-------- INPUT MATERIAL --------

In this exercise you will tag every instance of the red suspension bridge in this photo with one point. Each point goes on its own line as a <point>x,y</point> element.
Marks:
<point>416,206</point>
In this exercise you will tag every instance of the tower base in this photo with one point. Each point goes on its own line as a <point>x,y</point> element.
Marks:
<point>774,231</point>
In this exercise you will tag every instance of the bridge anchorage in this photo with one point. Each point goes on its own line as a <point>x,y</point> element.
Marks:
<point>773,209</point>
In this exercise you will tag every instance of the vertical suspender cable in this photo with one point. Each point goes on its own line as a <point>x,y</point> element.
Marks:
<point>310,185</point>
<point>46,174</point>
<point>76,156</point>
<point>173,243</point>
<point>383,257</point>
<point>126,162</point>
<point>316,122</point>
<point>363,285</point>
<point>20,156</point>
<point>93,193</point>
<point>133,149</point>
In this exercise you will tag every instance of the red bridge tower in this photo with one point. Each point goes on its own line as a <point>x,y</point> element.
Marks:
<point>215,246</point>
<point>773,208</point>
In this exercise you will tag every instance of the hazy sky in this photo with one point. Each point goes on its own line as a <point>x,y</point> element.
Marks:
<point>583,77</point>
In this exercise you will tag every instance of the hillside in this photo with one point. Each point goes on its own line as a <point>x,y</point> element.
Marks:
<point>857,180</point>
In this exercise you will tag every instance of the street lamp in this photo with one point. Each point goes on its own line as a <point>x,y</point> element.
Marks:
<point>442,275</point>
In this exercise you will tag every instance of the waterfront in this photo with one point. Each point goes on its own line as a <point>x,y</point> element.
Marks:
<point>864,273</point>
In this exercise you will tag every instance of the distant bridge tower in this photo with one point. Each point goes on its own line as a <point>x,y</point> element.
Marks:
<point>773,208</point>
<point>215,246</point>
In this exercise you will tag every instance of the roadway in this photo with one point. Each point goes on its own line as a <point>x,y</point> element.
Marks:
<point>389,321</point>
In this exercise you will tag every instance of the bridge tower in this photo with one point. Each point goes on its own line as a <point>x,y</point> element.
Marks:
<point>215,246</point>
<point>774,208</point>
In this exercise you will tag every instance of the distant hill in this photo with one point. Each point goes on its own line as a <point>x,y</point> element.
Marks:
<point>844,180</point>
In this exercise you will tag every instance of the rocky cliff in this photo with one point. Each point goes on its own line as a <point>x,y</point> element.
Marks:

--------

EXERCISE DETAILS: Reproduce every line of the data above without altering anything.

RESULT BELOW:
In this exercise you will tag every instance of the red suspension bridge in this photo with one point. Each point goes on its own line as a <point>x,y</point> element.
Marks:
<point>416,206</point>
In this exercise you will tag every instance of the tower base in this photo with one point. Each point goes on its own line as a <point>x,y</point> element.
Marks:
<point>774,231</point>
In this exercise you will tag every instance of the bridge anchorage in this photo with one point. Each point goes on its own line as a <point>x,y</point> element.
Marks:
<point>773,209</point>
In this exercise you will tag every instance of the vertical suspender cable in this photo with one point. Each point goes on its own line as a <point>x,y</point> element.
Marks:
<point>310,185</point>
<point>46,174</point>
<point>76,156</point>
<point>173,243</point>
<point>383,257</point>
<point>126,162</point>
<point>316,122</point>
<point>363,285</point>
<point>20,156</point>
<point>93,193</point>
<point>133,149</point>
In this exercise you will tag every instance of the red bridge tower in this photo with one point. Each point goes on its own line as a <point>x,y</point> element.
Marks:
<point>215,246</point>
<point>773,208</point>
In this exercise you will tag every instance of the hazy sky in this photo with one point. Each point goes on its own line as a <point>x,y</point> element.
Marks:
<point>583,77</point>
In this exercise you will tag every instance of the hillside in this photo with one point. Each point goes on its own line as a <point>x,y</point> element.
Marks:
<point>857,180</point>
In this exercise you will tag every instance of the street lamp in this photo with one point. Each point goes on its own line as a <point>x,y</point> element.
Marks:
<point>442,275</point>
In this exercise you will tag every instance of the waterfront in this photo with one point. Each point goes on its own line as a <point>x,y</point> element.
Marks:
<point>864,273</point>
In this exercise you will tag every instance of the distant bridge tower in this photo with one point. Each point goes on its own line as a <point>x,y</point> element.
Marks:
<point>773,208</point>
<point>215,246</point>
In this exercise you will tag every instance of the roadway in this photo with one point. Each point goes on its own line as a <point>x,y</point> element.
Marks:
<point>389,321</point>
In this exercise you will tag every instance of the bridge tower in this photo with one point. Each point goes on its own line as a <point>x,y</point> element.
Marks:
<point>215,246</point>
<point>774,208</point>
In this exercise you will tag every instance of the distant hill in this photo with one point. Each point goes on its own line as a <point>x,y</point> element.
Marks:
<point>844,180</point>
In this exercise you will tag every instance of the rocky cliff in this photo with one point. Each point goes on its own line as a <point>x,y</point> element.
Marks:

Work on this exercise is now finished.